> _Task prompt_
Reformat every line of the items below as one numbered list, skipping blank lines and omitting the pictures.
-.-.-
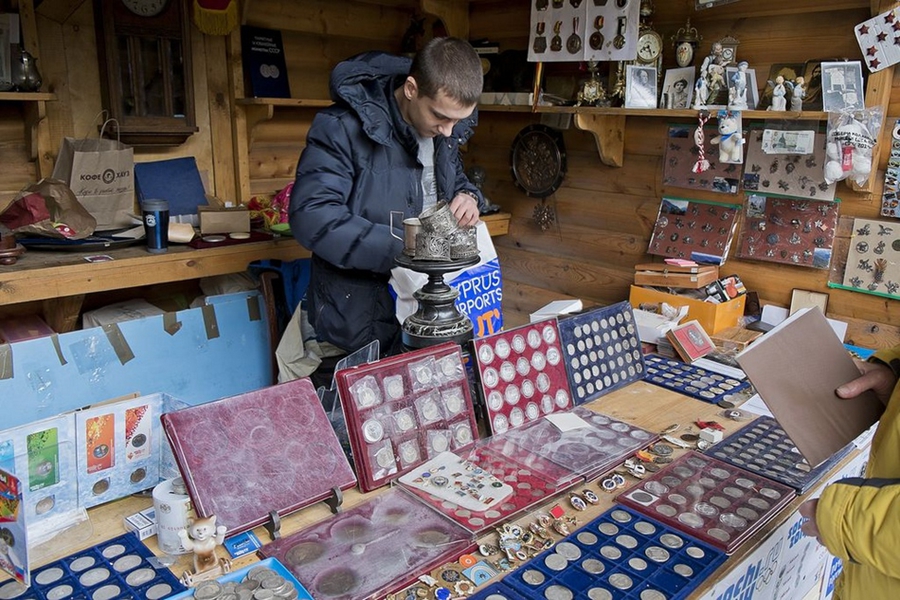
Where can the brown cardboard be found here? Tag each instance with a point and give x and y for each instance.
(795, 368)
(214, 219)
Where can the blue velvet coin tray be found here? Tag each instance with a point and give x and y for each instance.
(117, 568)
(602, 351)
(763, 447)
(241, 574)
(689, 380)
(620, 554)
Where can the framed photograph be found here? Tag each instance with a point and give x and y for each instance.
(640, 87)
(742, 91)
(801, 299)
(842, 86)
(678, 88)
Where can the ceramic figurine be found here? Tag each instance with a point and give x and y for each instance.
(778, 92)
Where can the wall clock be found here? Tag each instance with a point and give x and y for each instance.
(145, 70)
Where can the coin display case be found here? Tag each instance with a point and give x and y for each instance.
(620, 554)
(602, 351)
(117, 568)
(714, 501)
(282, 583)
(404, 410)
(763, 447)
(372, 549)
(585, 451)
(270, 450)
(690, 380)
(531, 485)
(522, 374)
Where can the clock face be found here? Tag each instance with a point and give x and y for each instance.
(145, 8)
(649, 47)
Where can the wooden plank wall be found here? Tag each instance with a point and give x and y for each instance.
(605, 215)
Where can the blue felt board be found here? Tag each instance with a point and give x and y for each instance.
(689, 380)
(613, 553)
(175, 180)
(117, 568)
(241, 574)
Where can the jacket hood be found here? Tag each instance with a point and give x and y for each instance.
(366, 83)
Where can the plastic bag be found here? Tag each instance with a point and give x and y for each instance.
(849, 142)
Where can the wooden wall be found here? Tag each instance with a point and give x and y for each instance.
(605, 215)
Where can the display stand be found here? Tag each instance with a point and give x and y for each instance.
(437, 319)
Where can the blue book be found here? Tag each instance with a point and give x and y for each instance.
(175, 180)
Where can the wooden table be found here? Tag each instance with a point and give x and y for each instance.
(643, 404)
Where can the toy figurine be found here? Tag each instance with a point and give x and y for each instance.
(778, 92)
(202, 536)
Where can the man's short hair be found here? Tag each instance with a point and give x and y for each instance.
(449, 65)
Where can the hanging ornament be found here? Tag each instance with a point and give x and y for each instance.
(216, 17)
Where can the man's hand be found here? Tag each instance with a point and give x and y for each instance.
(465, 208)
(808, 511)
(875, 376)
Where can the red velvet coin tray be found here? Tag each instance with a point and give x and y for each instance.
(764, 448)
(404, 410)
(718, 503)
(522, 374)
(620, 554)
(372, 549)
(118, 568)
(269, 450)
(690, 380)
(530, 487)
(585, 451)
(694, 229)
(602, 351)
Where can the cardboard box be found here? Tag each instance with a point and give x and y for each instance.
(214, 219)
(713, 317)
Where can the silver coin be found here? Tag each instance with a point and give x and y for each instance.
(637, 563)
(593, 566)
(81, 563)
(48, 576)
(587, 538)
(599, 594)
(620, 581)
(555, 561)
(558, 592)
(610, 552)
(695, 552)
(645, 527)
(657, 554)
(691, 520)
(158, 591)
(93, 577)
(126, 563)
(608, 528)
(107, 592)
(670, 540)
(61, 591)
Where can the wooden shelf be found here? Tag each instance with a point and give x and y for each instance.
(28, 96)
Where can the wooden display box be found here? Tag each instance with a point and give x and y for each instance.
(713, 317)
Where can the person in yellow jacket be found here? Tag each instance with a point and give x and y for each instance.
(858, 519)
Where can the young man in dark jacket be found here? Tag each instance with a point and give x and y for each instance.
(389, 143)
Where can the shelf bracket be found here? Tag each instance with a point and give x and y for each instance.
(609, 133)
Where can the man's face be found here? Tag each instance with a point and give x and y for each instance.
(433, 116)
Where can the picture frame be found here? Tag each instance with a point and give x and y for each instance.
(752, 92)
(672, 95)
(640, 87)
(842, 86)
(801, 299)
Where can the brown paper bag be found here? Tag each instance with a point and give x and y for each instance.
(101, 174)
(48, 208)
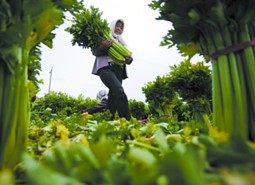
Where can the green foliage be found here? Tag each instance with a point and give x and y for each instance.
-.-.-
> _The result_
1. Where can the brown cardboard be found here? Tag each instance with a point and give x and y for each instance.
2. (795, 368)
3. (214, 219)
4. Where can the blue velvet coin tray be found here? Tag each instance with a point and give x and y for each instance.
5. (117, 568)
6. (602, 351)
7. (763, 447)
8. (241, 574)
9. (689, 380)
10. (620, 554)
11. Where can the framed photograph be found here? Tag each instance with a point and give x and y for each instance.
12. (640, 87)
13. (742, 91)
14. (801, 299)
15. (842, 86)
16. (678, 88)
17. Where can the ceramic figurine be found here? Tag each instance with a point and give x and y for each instance.
18. (778, 92)
19. Where can the wall clock be found here? Tag each instance with a point and give x and y for each instance.
20. (145, 70)
21. Where can the coin display case be found here? Tag each instance with a point and give x and y for each instance.
22. (620, 554)
23. (602, 351)
24. (117, 568)
25. (714, 501)
26. (282, 583)
27. (404, 410)
28. (763, 447)
29. (372, 549)
30. (585, 451)
31. (270, 450)
32. (690, 380)
33. (531, 485)
34. (522, 374)
35. Where can the clock face be found here? Tag each instance with a point and give x and y for each instance.
36. (145, 8)
37. (649, 47)
38. Where can the wooden plank wall be found here? Tag each instance with a point and give x and y for each instance.
39. (605, 215)
40. Where can the blue felt board be found here? Tag each instance with a point and give x and y for each instance.
41. (689, 380)
42. (613, 553)
43. (175, 180)
44. (117, 568)
45. (241, 574)
46. Where can the jacket hood be found here? Tag each instance with a point and give x and y for each instance.
47. (366, 83)
48. Where can the plastic bag be found here? Tag each instance with a point and give x and y for each instance.
49. (849, 142)
50. Where can the wooden wall be found here? Tag each instance with a point and give x and y for each instance.
51. (605, 215)
52. Where can the display stand be found here? Tag each instance with a point and give x and y for each instance.
53. (437, 319)
54. Where can the blue book be found here? Tag each instance with a point and give x and y for each instance.
55. (175, 180)
56. Where can the wooden table be found here? Tag each instance with a point and give x and y for each instance.
57. (643, 404)
58. Where can the toy figurine be found here? Tag each instance with a point and give x and y for each instance.
59. (778, 92)
60. (202, 536)
61. Where can the man's short hair be found here? Tag each instance with a point and give x and y for each instance.
62. (449, 65)
63. Where can the hanging ornament be found here? Tag each instance with a point and give x and y for each instance.
64. (216, 17)
65. Where can the man's hand be found here? Tag each instance with a point and give x and y for each instance.
66. (465, 208)
67. (808, 511)
68. (875, 376)
69. Where can the red velvet coin tray be found here? Tag each instance with a point and give x and y for each instance.
70. (764, 448)
71. (404, 410)
72. (718, 503)
73. (522, 374)
74. (620, 554)
75. (372, 549)
76. (118, 568)
77. (269, 450)
78. (690, 380)
79. (530, 487)
80. (585, 451)
81. (694, 229)
82. (602, 351)
83. Where can the cardboard box be found here? Tag each instance with a point and give x and y for each instance.
84. (214, 219)
85. (713, 317)
86. Where can the silver coin be found here? Tag each instance with a point and give x and y for each instance.
87. (637, 563)
88. (593, 566)
89. (81, 563)
90. (48, 576)
91. (587, 538)
92. (599, 594)
93. (620, 581)
94. (555, 561)
95. (558, 592)
96. (610, 552)
97. (695, 552)
98. (645, 527)
99. (657, 554)
100. (691, 520)
101. (158, 591)
102. (93, 577)
103. (126, 563)
104. (608, 528)
105. (107, 592)
106. (670, 540)
107. (61, 591)
108. Where can the wooden shelf be found here? Tag each instance with a point and give x and y for each instance.
109. (28, 96)
110. Where can the wooden display box be found here? Tag each instance with a point and give x and y for each instance.
111. (713, 317)
112. Where can the person in yellow jacket be found here? Tag each instance with a point and give x and y for each instance.
113. (858, 519)
114. Where can the young man in dark jacket be found here? Tag each instance with a point and give x and y for each instance.
115. (389, 143)
116. Where can the shelf bracket be found here? Tag each instance with a point and give x and y for each instance.
117. (609, 133)
118. Where can the man's face be found here? Tag each instance with a point and give x and y for each instance.
119. (433, 116)
120. Where can the picture frame be found here? Tag each instance with a point and give x and y for each instance.
121. (752, 92)
122. (672, 95)
123. (640, 87)
124. (842, 86)
125. (801, 299)
126. Where can the brown paper bag be found here? Tag each instance with a point and give x and y for each instance.
127. (101, 174)
128. (48, 208)
129. Where can the green foliage be found here? Tag each instance with a point and give x and y for each instance.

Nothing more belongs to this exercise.